#### Text provided:

## start

At home in the world

A conversation with Jennifer Welsh

Jennifer Welsh (Darryl Dyck)

Growing up in Regina, Jennifer Welsh (BA’87) was proud of her Métis ancestry. It pleased her to know that her great-grandfather was a buffalo hunter—one of the last in Saskatchewan. She was also fascinated by great world events far beyond her ancestral prairie: the nuclear arms race, the Camp David Accords, the Iran hostage crisis. She was invited to Oxford as a Rhodes Scholar, where she was studying in 1989 when the Berlin Wall came down. She travelled there to witness history being made firsthand—a galvanizing experience that began a lifetime of work abroad, consulting, teaching and writing about international relations.
An author of many influential books and papers, she was special adviser to United Nations Secretary-General Ban Ki-moon on the responsibility to protect. She co-founded the Oxford Institute for Ethics, Law and Armed Conflict and has taught international relations at the University of Toronto, McGill and Central European University in Prague. Currently she teaches at the European University Institute in Florence, Italy, where she lives with her husband and two children.
Welsh, who is a recipient of the college's Alumni of Influence Award, returned to Saskatoon last fall as the 2016 Massey lecturer, her proud parents in the audience. In a recent telephone interview from her office in Florence, she discussed her Massey experience and Canada’s role on the rapidly evolving global stage. A condensed and edited version of the conversation follows.

It’s too bad we can’t do this interview in person there in Florence. Everyone must envy your storybook Italian locale.

Yes, it’s good. However, the little secret I will share with you is that it rains here more than people realize. The weather is beautiful, but it does rain.

Ok, I’m trying really hard to feel sorry for you. Right now in your old college town the snow is piled literally halfway up the office windows after a prairie blizzard. How do you remember your time here?

While I was doing my BA, I had a part-time job in the evenings two nights a week at the StarPhoenix in the classified advertising department. I used to walk across from campus when it was the height of winter. I would have my parka on and no skin showing at all, walking across the very windy bridge. I remember Place Riel and walking through the tunnel, and all of the clubs down there at the beginning of the year to sign up people, and of course going to Louis’. And all the relationships—I still have many friends from the U of S.

In your 2004 book At Home in the World: Canada’s Global Vision for the 21st Century, you write about how as a kid growing up in Regina you loved social studies best. You’re still doing them today. You really embrace the big picture. In your very macro line of work, you can be asked to comment on conceivably anything.

Right. And it fits my personality. I chose international relations partially because it is like that. It is very interdisciplinary and looks at very interconnected trends. It is not a micro field.

In your 2016 Massey Lectures and book, The Return of History: Conflict, Migration and Geopolitics in the 21st Century, you absolutely delivered the big picture. You address the whole globe at one go. And your clear-minded talks seemed to arrive at a moment when many of us found ourselves desperate to understand a world suddenly turning on its head. You made the world make sense even if you didn’t make it any more…

 …Comfortable? Exactly. It’s interesting, because only some of this was really apparent when I came up with the idea. Certainly the whole Trump phenomenon, the scale of the refugee crisis had not really surfaced. But it was one of those instances where I caught a wave.

## end

#### Task details:
Can you return the passage of the Jennifer Welsh interview above from "It’s too bad" to "it does rain.", copied word for word?

#### Record set:
## start

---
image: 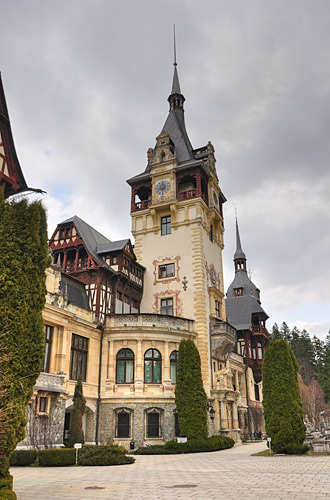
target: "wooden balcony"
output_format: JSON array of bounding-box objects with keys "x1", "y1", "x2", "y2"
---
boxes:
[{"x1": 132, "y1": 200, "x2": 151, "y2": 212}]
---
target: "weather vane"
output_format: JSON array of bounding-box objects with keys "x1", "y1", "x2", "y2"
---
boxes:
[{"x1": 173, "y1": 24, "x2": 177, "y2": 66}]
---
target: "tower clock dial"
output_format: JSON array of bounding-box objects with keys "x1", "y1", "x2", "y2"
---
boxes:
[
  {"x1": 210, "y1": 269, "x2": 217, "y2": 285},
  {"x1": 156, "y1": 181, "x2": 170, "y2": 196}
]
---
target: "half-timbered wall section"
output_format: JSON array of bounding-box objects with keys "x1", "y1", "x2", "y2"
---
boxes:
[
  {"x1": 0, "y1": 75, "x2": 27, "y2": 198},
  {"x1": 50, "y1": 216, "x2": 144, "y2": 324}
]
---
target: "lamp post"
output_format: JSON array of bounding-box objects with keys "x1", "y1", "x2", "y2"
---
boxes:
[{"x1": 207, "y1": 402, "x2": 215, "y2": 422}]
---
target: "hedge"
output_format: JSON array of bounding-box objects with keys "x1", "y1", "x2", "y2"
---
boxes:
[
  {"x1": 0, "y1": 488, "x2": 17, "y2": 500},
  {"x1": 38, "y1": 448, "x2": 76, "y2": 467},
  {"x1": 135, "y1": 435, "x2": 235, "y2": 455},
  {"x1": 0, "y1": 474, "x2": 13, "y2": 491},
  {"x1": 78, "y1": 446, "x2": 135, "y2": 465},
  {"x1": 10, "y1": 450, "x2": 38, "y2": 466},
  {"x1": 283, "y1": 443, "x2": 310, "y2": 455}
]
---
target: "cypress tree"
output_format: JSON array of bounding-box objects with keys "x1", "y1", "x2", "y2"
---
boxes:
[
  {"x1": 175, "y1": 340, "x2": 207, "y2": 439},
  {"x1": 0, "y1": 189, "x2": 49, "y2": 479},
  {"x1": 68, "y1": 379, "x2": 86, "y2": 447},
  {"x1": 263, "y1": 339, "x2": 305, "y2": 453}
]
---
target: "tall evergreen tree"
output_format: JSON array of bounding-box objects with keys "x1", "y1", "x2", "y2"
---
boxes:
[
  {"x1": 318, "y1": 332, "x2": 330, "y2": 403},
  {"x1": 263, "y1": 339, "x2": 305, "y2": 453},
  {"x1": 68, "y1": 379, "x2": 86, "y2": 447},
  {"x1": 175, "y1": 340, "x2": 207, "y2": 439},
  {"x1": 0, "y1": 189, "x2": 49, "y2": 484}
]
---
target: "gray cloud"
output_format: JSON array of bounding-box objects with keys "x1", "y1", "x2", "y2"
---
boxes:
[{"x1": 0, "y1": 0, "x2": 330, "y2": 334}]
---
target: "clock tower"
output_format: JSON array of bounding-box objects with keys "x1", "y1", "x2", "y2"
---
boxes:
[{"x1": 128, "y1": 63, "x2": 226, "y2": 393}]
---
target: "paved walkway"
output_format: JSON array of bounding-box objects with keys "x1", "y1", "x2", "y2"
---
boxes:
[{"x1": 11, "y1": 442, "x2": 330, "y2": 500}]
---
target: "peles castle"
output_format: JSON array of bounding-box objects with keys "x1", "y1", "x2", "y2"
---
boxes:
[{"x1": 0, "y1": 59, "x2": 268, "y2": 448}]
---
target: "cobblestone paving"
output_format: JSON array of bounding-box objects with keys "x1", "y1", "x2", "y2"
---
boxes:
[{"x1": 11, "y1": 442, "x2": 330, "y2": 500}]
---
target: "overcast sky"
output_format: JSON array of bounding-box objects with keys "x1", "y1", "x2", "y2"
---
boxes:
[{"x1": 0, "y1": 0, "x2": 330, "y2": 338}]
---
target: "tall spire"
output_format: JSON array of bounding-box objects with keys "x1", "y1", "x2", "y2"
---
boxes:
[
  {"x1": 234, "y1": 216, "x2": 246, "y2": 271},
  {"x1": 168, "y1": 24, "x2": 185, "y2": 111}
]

## end

#### Result:
It’s too bad we can’t do this interview in person there in Florence. Everyone must envy your storybook Italian locale.

Yes, it’s good. However, the little secret I will share with you is that it rains here more than people realize. The weather is beautiful, but it does rain.